**Extrait**

• • • •

Le blog des équiciens

Le blog des équiciens

Histoire d'une rencontre, sur le chemin de l'équicie

« Des étoiles dans les yeux »

 

C’est avec des étoiles dans les yeux

Que je quittais ces lieux

Parce qu’un rêve devenu réalité

M’a follement enchantée

Malheureusement pas éternel

Mais délicieusement réel

Il me laissera des doux souvenirs

Et l’envie de revenir

Comme par le passé

Quand je les ai rencontrés

Et qu’ils m’ont fait frémir

Et procurer tant de plaisir

C’est une émotion intense

Que je ressentais en leur présence

Qui s’est réveillée ces jours ci

Lorsque nous étions réunis

Pas avec le même caractère

Ni même, la même crinière

Mais une autre éducation.

Et pour moi, bien d’autres sensations.

Laissant libérer mon cœur

La joie et la bonne humeur

Pour vivre pleinement

Ces merveilleux moments

Et bien qu’éphémère

Cette aventure m’est salutaire

Et c’est avec des étoiles dans les yeux

Que j’en parlerai le mieux.

 

Véronique Dal Maso

Le 24 juillet 2010

 

 

 

Témoignage de Johanne Berigaud, psychologue clinicienne et équicienne

 

J’ai donc rencontré Véronique en 2005, elle avait été orientée par nos collègues du Centre de Post Cure pour poursuivre son accompagnement en ambulatoire. C’est le médecin du travail à l’époque qui lui avait donné un ultimatum et dans une injonction à se faire soigner alors même qu’elle ne se considérait pas comme malade ni dépendante à l’alcool. Elle avait le souvenir de quelque chose de violent et de brutal lors de cette confrontation obligée avec elle-même.

 

Nos premières rencontres ont été éprouvantes, pour l’une comme pour l’autre, éprouvantes car Véronique parlait très peu, ne trouvait pas les mots, n’avait jamais été ni écoutée, ni entendue, ni jamais considérée tout court …. Elle se sentait « bête », « idiote » (ce sont ses termes) et moi de mon côté je me sentais complétement démunie, encore empêtrée dans mes représentations modelées par l’Université et le discours « psy », « que la parole soigne », « qu’il faut rester neutre », « ne rien laisser transparaître de soi, de sa vie » etc…. bref, le mal-être de l’une faisait bien écho à celui de l’autre certainement à l’époque. Néanmoins nous nous « accrochions », elle venait, silencieuse et mal à l’aise et je l’accueillais, emplissant les séances et le silence par mes propres mots.

• • • •

**Données disponibles**
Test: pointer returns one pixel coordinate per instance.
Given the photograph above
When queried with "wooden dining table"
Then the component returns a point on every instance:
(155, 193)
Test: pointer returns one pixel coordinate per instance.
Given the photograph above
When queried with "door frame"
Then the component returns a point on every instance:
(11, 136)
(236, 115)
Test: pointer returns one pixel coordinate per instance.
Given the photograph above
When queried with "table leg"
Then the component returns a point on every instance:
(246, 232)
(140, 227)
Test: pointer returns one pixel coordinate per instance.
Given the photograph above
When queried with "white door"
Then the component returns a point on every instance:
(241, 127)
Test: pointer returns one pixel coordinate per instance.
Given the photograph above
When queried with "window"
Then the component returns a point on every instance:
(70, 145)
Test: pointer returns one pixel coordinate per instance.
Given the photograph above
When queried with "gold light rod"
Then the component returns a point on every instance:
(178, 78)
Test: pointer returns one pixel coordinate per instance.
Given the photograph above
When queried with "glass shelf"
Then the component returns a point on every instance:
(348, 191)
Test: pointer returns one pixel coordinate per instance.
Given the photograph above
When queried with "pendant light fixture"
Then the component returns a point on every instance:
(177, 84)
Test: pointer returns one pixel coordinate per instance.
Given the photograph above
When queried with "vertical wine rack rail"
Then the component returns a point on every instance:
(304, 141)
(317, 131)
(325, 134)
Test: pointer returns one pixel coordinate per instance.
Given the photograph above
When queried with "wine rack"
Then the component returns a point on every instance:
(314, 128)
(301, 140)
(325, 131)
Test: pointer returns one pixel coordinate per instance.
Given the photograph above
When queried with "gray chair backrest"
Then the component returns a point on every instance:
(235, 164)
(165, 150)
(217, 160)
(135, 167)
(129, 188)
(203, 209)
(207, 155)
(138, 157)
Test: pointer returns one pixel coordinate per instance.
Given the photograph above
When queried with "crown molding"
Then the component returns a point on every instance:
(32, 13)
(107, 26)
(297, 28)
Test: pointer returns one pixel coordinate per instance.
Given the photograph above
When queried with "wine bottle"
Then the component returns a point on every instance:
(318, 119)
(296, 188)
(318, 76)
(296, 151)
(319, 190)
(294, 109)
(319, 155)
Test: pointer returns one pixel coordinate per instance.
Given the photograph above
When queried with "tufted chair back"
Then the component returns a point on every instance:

• • • •

**Consignes**
1. D'après l'extrait sur l'équicie, en quelle année Johanne Berigaud a-t-elle rencontré Véronique ?
2. Recopiez fidèlement le passage de l'extrait sur l'équicie qui va de « Pour vivre pleinement » jusqu'à « parlerai le mieux. » inclus.
3. Prolongez l'extrait sur l'équicie à partir de l'endroit où il s'interrompt.

**Réponses**
1. En 2005.

2.
Pour vivre pleinement

Ces merveilleux moments

Et bien qu’éphémère

Cette aventure m’est salutaire

Et c’est avec des étoiles dans les yeux

Que j’en parlerai le mieux.

3.
Et puis un jour, en Janvier 2006, un évènement anodin de prime abord a changé la donne. J’avais reçu à Noël un magnifique calendrier de Yann Arthus-Bertrand « Chevaux », que j’avais accroché dans mon bureau. L’une et l’autre nous nous sommes souvenues de ce moment, bien plus tard où son regard s’est posé sur cette première photo : des petits chevaux chiliens avec les cîmes de montagnes en arrière-plan et cette petite phrase, ou plutôt cette question timide, gênée mais pleine d’attente : « vous aimez les chevaux aussi ? » …. Cette « petite phrase » qui allait enfin nous permettre de nous rencontrer nous l’avons gardée précieusement et en avons bien ri des années plus tard.

 

Les chevaux furent donc notre trait d’union, notre espace commun. Véronique se transformait quand elle parlait des chevaux, son regard s’illuminait, son corps se redressait et s’ouvrait, je crois que j’ai vu ses premiers sourires à l’évocation de ses rencontres avec le cheval « Vent d’Ouest » lors de son séjour de 3 mois en post cure. Elle me posait des questions sur ma propre expérience et mes ressentis avec les chevaux et j’ai laissé alors toutes mes « sacro-saintes » théories au placard et me suis lancée avec elle vers ce que je pressentais déjà en terme d’accompagnement.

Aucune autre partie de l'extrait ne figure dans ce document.